╔══

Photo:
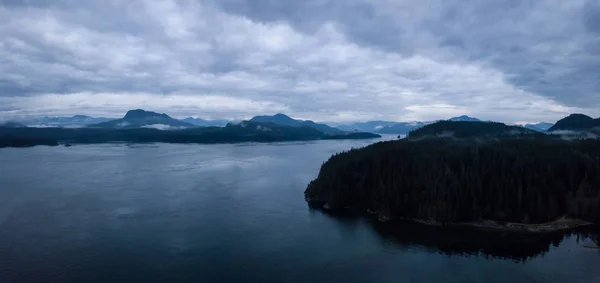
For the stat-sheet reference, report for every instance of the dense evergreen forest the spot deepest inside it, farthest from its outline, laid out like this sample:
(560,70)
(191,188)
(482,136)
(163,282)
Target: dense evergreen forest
(463,129)
(459,180)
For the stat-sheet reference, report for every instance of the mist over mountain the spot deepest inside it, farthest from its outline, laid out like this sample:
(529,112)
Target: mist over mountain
(464,118)
(540,127)
(575,122)
(73,121)
(205,123)
(139,118)
(284,120)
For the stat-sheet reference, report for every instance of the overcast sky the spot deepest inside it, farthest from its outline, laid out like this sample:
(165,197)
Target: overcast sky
(336,60)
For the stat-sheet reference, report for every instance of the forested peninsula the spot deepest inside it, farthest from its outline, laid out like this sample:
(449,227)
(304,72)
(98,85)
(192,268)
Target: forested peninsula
(496,177)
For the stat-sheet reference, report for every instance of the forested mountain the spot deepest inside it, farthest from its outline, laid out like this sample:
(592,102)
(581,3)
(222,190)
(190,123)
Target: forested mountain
(284,120)
(370,126)
(464,129)
(464,118)
(11,124)
(575,122)
(401,128)
(74,121)
(13,141)
(140,118)
(205,123)
(397,128)
(234,132)
(458,180)
(540,127)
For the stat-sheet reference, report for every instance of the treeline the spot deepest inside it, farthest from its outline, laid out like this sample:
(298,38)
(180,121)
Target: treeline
(449,180)
(461,129)
(458,241)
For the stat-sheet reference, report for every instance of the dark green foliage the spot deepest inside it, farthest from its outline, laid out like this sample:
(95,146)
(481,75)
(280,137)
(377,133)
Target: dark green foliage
(466,129)
(450,180)
(12,141)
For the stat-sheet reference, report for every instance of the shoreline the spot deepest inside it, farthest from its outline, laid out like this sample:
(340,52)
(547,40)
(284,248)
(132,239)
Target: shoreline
(561,224)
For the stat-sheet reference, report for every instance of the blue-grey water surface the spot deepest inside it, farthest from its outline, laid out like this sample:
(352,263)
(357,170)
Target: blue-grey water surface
(224,213)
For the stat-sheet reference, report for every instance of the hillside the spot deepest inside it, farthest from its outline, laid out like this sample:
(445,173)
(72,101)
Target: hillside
(370,126)
(11,124)
(73,121)
(539,127)
(465,129)
(234,132)
(576,122)
(401,128)
(143,119)
(205,123)
(448,180)
(15,141)
(284,120)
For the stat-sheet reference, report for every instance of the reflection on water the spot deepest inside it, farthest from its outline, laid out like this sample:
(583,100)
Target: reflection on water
(235,213)
(466,241)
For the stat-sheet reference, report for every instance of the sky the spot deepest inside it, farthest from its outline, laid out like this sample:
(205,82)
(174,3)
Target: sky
(325,60)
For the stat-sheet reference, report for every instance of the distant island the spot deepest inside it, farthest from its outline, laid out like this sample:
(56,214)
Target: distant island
(479,174)
(140,126)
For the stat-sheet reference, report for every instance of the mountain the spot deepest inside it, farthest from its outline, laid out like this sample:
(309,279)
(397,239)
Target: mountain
(205,123)
(540,127)
(284,120)
(139,118)
(74,121)
(397,128)
(10,124)
(575,122)
(466,129)
(401,128)
(370,126)
(464,118)
(244,131)
(444,181)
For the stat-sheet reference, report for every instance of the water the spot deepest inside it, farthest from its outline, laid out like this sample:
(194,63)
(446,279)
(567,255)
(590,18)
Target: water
(233,213)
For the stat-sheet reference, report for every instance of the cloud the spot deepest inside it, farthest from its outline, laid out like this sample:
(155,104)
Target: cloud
(321,60)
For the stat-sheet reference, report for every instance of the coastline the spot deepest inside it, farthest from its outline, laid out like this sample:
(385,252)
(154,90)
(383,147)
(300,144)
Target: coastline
(563,223)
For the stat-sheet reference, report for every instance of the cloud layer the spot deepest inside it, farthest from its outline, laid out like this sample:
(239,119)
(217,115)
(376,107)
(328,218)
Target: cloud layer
(316,59)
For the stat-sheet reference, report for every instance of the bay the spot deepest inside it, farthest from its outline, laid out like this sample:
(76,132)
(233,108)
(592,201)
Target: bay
(235,213)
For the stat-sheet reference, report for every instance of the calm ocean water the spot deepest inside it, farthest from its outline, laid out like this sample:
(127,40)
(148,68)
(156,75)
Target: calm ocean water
(234,213)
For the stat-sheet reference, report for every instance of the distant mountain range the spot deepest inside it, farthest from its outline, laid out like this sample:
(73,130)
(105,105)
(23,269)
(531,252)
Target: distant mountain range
(147,119)
(74,121)
(464,118)
(540,127)
(397,128)
(205,123)
(576,122)
(11,124)
(139,118)
(140,126)
(284,120)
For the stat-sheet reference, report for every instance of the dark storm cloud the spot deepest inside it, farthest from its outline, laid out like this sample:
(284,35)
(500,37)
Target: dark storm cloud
(319,59)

╚══

PROBLEM DESCRIPTION – Write the listing out a second time exactly, dropping all images.

RESULT OF THIS EXERCISE –
Photo:
For the stat-sheet reference, report for every instance of the dense evergreen forest the spot deepest inside it, farthest from its outline, laid out like this sample:
(560,70)
(191,188)
(482,136)
(163,282)
Target: dense evergreen forest
(463,129)
(459,180)
For the stat-sheet reference, report for every instance of the mist over mountain the spot deepest inside it, farthest from its outline, laid out like this sample:
(529,112)
Target: mist over mountain
(464,118)
(540,127)
(575,122)
(73,121)
(205,123)
(139,118)
(284,120)
For the stat-sheet reference, report for every instance of the overcast sky the spot deepest inside it, farthest from its outline, laid out like this sample:
(165,197)
Target: overcast sky
(336,60)
For the stat-sheet reference, report for every instance of the forested peninsula the spot deepest inside it, farthest from its outline, laid out like this sample:
(449,227)
(304,72)
(98,85)
(192,268)
Target: forested peninsula
(496,177)
For the stat-sheet reference, report for every instance of the forested mountain the spot deepest inside it, farthest from its outline, laid out like this sample:
(592,102)
(581,3)
(222,190)
(190,123)
Target: forested mountain
(284,120)
(370,126)
(464,129)
(464,118)
(11,124)
(575,122)
(401,128)
(74,121)
(13,141)
(140,118)
(205,123)
(397,128)
(234,132)
(458,180)
(540,127)
For the stat-sheet reference, report for every instance of the treeline the spot deepest inside it, farthest from its outline, laid out like this sample:
(298,38)
(180,121)
Target: treeline
(449,180)
(461,129)
(458,241)
For the stat-sheet reference, report for every instance of the dark green foliage the spot deepest inside it, farthest from its outline, laid out like this sample:
(95,146)
(481,75)
(280,137)
(377,133)
Target: dark green foliage
(466,129)
(450,180)
(12,141)
For the stat-sheet reference, report for every instance of the shoreline the spot deepest inside it, farthest from its outline, laid out like this sample:
(340,52)
(547,40)
(284,248)
(132,239)
Target: shoreline
(561,224)
For the stat-sheet reference, report for every instance of the blue-grey water surface the spot deepest inside it, farthest from its outline, laid out like this sample:
(352,263)
(357,170)
Target: blue-grey water surface
(224,213)
For the stat-sheet reference, report for every instance of the hillside the spot deepest inside it, farthest from its outline, laid out like this sample:
(445,173)
(72,101)
Target: hillside
(370,126)
(11,124)
(73,121)
(539,127)
(465,129)
(234,132)
(576,122)
(401,128)
(143,119)
(205,123)
(448,180)
(15,141)
(284,120)
For the stat-sheet reference, report for every instance of the reflection on water the spot deepest inside it, farthest from its outline, laid out like this sample:
(583,100)
Target: reflection on water
(235,213)
(466,241)
For the stat-sheet reference, report for every instance of the sky the spot deepest inside it, farthest from its outline, laid out like this sample:
(205,82)
(174,3)
Target: sky
(325,60)
For the stat-sheet reference, report for every instance of the distant island the spot deepest inside it, farthest from its outline, laid out like this sample:
(56,214)
Target: distant island
(479,174)
(140,126)
For the stat-sheet reference, report for every instance of the mountain the spot deepest inside it, farthest from its outline, laid out like this sample:
(309,279)
(397,239)
Target: mountain
(205,123)
(540,127)
(284,120)
(139,118)
(74,121)
(397,128)
(10,124)
(575,122)
(466,129)
(401,128)
(370,126)
(464,118)
(244,131)
(444,181)
For the stat-sheet reference, report for every instance of the water the spot deepest inside it, farthest from its outline, laid out like this sample:
(194,63)
(446,279)
(567,255)
(590,18)
Target: water
(233,213)
For the stat-sheet reference, report for every instance of the cloud the spot deepest inside it, farthest from its outline, laid out like this sample:
(155,104)
Target: cloud
(321,60)
For the stat-sheet reference, report for every instance of the coastline the spot deepest inside it, farthest from its outline, laid out like this sample:
(385,252)
(154,90)
(383,147)
(300,144)
Target: coastline
(563,223)
For the stat-sheet reference, report for every instance of the cloud layer the spot deepest inside it, farthest from its outline, laid out like this sample:
(239,119)
(217,115)
(376,107)
(328,218)
Target: cloud layer
(316,59)
For the stat-sheet reference, report for every instance of the bay the spot deepest inside it, farthest from its outline, laid out like this sample:
(76,132)
(233,108)
(592,201)
Target: bay
(235,213)
For the stat-sheet reference, report for every instance of the calm ocean water the spot deepest inside it, farthest from its outline, laid out like this sample:
(127,40)
(148,68)
(156,75)
Target: calm ocean water
(234,213)
For the stat-sheet reference, report for every instance of the distant mountain range the spot deepest inside it, farthest from its outline, laid out like this sample:
(73,130)
(105,105)
(23,269)
(531,252)
Target: distant mountain range
(147,119)
(74,121)
(464,118)
(540,127)
(397,128)
(205,123)
(576,122)
(11,124)
(139,118)
(140,126)
(284,120)
For the stat-sheet reference, report for every instance of the dark storm cloud the spot deepest inside it, farthest from its outline, laid out like this sample:
(284,35)
(500,37)
Target: dark storm cloud
(319,59)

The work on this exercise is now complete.